» BRIEF:
Every record that follows is to be copied exactly, with the pictures omitted.

» STORED DATA:
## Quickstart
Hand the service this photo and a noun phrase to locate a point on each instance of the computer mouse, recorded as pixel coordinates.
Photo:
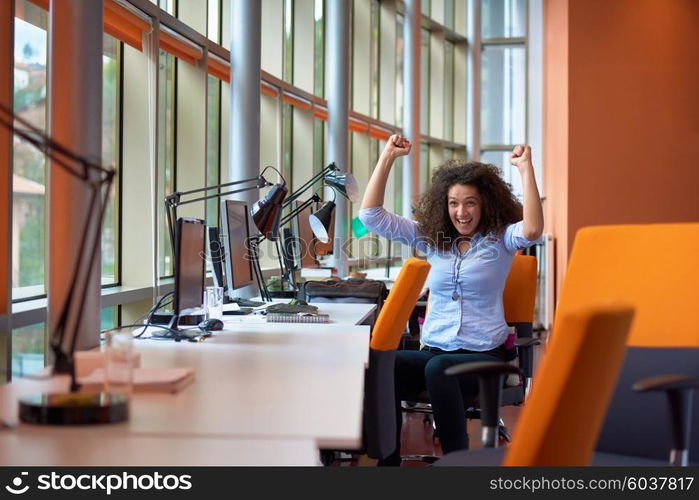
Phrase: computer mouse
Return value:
(211, 324)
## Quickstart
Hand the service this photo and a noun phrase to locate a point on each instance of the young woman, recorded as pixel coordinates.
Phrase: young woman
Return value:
(469, 225)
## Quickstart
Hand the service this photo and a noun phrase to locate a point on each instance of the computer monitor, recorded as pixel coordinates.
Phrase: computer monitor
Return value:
(235, 233)
(306, 238)
(190, 266)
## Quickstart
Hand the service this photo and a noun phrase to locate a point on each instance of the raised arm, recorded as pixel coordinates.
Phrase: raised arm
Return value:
(395, 146)
(521, 158)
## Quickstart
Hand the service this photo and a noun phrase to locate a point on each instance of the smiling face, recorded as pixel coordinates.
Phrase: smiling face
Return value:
(464, 204)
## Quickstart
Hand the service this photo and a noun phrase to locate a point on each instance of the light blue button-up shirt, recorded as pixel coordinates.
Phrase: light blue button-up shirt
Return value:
(464, 310)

» RESPONSE:
## Quickstart
Hand the service this photo and a noun phrase to locate a point on each instance of the computer mouse, recorded as pixel coordinates.
Photo:
Phrase: computer mouse
Return value:
(211, 324)
## Quickstart
Hand the service this photo and a noun phrase to locate a point on each instance of the young woman, recorded as pixel coordinates.
Phrase: young woman
Return value:
(469, 225)
## Quickstart
Hand the service this photo and a noun phrase to locate a point on each instance of the computer monitor, recorded as pixel coordinates.
Phrase: computer monitor
Return value:
(235, 233)
(306, 238)
(190, 266)
## Quickstart
Hand the service this photo and a noun phrase to locate a point on each instance of the raised arm, recorded as pixel coordinates.
Phrase: raised arm
Return value:
(395, 146)
(521, 158)
## Quickstart
Hand the service this photo and a noun phrase to locate a point on each instance of the smiling face, recorded as pixel coordinates.
Phrase: smiling face
Return value:
(464, 204)
## Quickstart
Hand the service this photo and a noun phrase to locate a point on each instance of the light blue button-up shirt, recorded as pixel coordinates.
Phrase: light blue button-up shirt
Return value:
(464, 310)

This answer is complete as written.